Extract every row below that contains the word "seated". Case counts, so copy only the rows where it appears with matching capitalization.

+++ GIVEN INFORMATION

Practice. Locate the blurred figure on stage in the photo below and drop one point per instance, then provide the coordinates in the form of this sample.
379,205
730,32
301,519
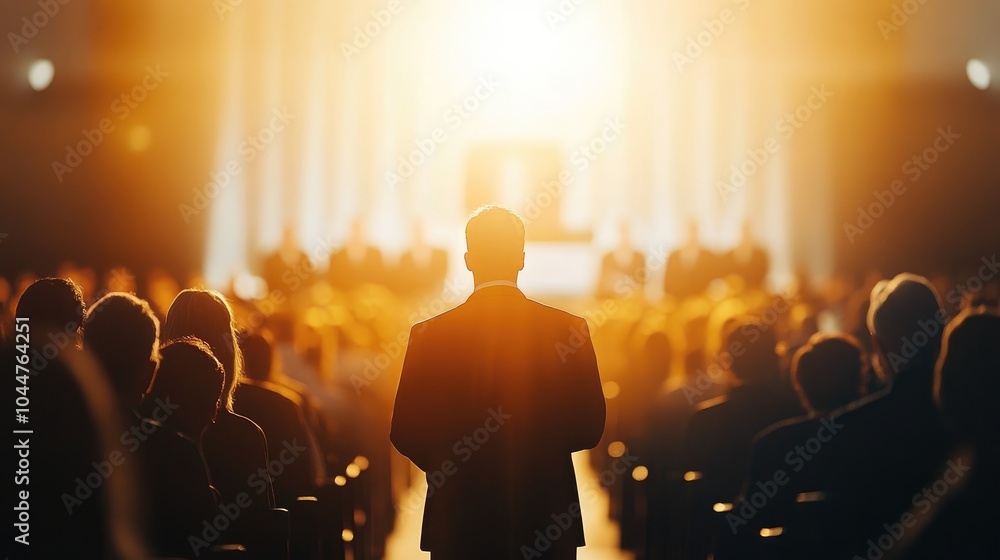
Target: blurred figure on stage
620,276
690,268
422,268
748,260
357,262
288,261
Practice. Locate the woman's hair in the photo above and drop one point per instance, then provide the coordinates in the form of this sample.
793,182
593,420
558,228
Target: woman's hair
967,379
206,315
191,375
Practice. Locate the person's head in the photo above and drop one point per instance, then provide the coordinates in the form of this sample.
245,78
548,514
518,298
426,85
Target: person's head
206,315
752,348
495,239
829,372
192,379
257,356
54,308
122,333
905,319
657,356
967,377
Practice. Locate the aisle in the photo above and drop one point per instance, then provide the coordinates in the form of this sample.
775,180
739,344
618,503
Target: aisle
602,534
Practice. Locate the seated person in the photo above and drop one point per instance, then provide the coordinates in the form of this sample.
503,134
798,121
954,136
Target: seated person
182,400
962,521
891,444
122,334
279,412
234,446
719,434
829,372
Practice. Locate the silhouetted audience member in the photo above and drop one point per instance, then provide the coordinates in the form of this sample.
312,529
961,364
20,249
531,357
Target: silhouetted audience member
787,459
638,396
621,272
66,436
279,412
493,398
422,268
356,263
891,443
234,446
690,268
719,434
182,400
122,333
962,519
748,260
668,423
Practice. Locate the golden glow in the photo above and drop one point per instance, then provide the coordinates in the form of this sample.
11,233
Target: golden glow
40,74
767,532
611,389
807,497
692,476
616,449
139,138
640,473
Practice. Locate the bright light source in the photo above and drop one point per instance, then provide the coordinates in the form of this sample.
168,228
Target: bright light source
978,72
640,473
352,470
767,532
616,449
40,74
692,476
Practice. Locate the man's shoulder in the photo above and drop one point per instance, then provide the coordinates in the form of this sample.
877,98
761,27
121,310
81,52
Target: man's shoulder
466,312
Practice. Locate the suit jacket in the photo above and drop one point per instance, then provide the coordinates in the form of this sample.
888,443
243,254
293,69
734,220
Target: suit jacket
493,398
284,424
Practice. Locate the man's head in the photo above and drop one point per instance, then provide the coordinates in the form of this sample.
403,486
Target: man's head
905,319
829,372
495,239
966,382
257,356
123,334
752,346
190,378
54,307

++++++
+++ GIVEN INFORMATION

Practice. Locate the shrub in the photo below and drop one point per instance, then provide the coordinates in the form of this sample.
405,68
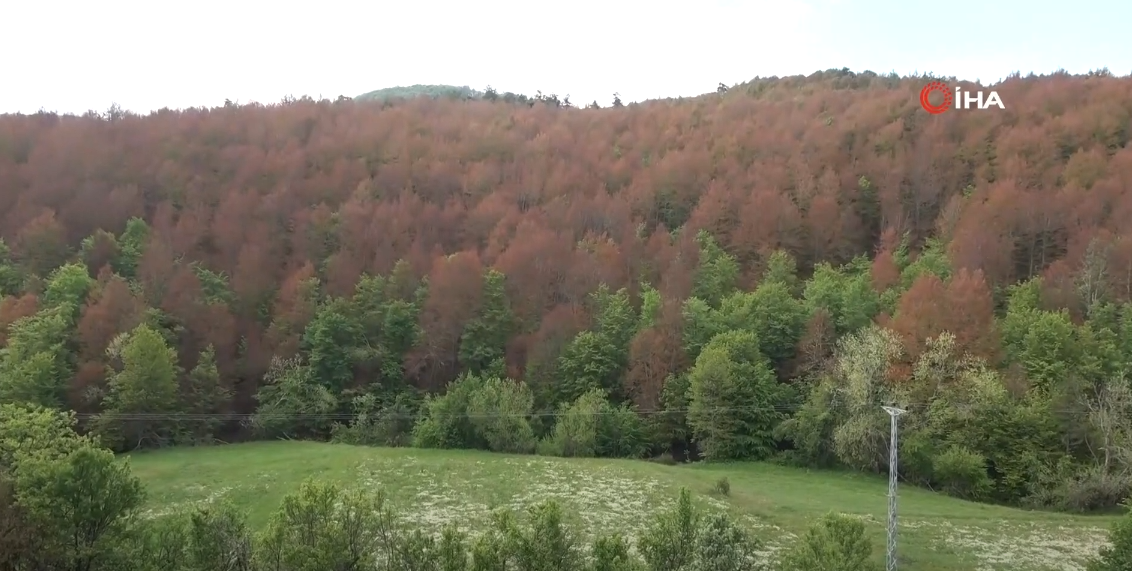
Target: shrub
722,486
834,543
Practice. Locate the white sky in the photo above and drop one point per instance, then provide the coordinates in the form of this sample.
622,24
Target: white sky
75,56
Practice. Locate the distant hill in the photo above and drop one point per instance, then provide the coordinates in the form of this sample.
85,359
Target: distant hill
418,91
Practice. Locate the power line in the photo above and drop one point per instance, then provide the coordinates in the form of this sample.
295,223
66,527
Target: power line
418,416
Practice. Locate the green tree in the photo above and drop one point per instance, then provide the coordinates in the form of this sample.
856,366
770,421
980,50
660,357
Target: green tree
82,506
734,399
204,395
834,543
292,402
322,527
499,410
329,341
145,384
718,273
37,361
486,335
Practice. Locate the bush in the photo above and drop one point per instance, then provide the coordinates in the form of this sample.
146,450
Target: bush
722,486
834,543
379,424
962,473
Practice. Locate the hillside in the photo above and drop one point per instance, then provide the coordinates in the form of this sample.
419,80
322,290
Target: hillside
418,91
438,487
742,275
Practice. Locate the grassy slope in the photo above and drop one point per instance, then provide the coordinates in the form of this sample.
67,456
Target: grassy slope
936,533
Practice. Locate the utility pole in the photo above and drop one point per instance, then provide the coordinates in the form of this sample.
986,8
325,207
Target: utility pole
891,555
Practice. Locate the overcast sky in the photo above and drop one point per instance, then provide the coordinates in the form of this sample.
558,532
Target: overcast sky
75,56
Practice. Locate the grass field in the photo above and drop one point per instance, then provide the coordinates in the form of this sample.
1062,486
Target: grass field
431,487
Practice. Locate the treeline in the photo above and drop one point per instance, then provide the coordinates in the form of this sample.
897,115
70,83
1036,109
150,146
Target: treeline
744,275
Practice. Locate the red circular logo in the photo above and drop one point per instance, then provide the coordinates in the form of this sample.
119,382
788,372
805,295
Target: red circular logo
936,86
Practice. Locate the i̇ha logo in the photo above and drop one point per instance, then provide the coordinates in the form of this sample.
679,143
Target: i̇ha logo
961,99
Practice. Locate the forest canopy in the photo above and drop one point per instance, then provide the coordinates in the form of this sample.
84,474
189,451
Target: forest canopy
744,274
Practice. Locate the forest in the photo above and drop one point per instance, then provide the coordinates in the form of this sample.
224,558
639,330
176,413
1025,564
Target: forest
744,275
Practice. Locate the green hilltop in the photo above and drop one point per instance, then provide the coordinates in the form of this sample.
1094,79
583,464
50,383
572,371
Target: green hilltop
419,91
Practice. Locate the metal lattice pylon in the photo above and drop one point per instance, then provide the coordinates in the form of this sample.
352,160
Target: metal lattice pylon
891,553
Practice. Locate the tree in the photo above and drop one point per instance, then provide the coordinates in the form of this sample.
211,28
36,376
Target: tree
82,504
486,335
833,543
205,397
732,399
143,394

++++++

== THE RESPONSE ==
Practice. Locate the seated person in the photo above and drop one point per instance, then provide the coordinates in the form of this sample.
Target: seated person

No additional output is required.